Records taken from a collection
*** Block opens ***
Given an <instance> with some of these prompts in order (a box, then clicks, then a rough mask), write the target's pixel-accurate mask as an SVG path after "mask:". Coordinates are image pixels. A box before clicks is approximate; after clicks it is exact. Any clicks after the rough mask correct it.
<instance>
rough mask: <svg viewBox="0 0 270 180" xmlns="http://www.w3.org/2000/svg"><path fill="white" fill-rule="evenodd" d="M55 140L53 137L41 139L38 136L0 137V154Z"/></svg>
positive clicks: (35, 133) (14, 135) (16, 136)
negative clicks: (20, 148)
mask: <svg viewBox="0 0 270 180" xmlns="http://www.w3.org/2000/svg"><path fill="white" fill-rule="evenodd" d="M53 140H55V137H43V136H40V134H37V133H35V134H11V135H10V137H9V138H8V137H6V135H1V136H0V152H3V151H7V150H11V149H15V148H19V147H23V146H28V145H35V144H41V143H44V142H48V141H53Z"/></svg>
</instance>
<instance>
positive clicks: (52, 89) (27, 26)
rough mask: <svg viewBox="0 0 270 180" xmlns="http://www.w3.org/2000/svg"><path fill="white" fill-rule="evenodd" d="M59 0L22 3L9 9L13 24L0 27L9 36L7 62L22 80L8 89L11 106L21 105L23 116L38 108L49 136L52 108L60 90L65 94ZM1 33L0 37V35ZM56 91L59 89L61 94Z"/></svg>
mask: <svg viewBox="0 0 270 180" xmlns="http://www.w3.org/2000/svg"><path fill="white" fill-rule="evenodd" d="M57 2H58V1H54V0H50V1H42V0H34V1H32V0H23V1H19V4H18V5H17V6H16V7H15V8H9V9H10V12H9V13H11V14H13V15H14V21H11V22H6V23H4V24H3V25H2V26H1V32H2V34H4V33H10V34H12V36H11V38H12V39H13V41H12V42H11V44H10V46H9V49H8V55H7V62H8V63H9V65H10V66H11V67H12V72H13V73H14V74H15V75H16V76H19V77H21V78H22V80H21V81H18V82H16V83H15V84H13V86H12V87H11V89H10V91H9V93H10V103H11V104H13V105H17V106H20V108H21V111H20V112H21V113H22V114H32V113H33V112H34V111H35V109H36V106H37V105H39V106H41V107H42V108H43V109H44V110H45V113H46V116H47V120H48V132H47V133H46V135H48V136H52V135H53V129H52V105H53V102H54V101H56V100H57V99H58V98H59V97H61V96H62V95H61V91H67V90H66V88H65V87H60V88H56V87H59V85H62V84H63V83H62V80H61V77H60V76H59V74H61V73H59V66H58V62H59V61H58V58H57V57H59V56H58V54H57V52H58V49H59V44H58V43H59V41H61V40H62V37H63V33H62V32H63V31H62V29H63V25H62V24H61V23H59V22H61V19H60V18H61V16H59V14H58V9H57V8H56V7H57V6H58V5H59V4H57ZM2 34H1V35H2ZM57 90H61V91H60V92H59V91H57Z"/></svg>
*** Block closes ***
Copy out, character for character, the stretch of the records from the line containing "</instance>" through the line containing "0L22 3L9 9L13", including both of those lines and nothing else.

**Output of the task**
</instance>
<instance>
positive clicks: (52, 89) (27, 26)
rough mask: <svg viewBox="0 0 270 180" xmlns="http://www.w3.org/2000/svg"><path fill="white" fill-rule="evenodd" d="M59 0L22 3L9 9L13 24L0 27L9 36L7 62L22 80L8 89L11 106L21 105L23 116L38 108L49 136L52 108L60 90L65 94ZM1 33L0 37V35ZM56 91L59 89L61 94Z"/></svg>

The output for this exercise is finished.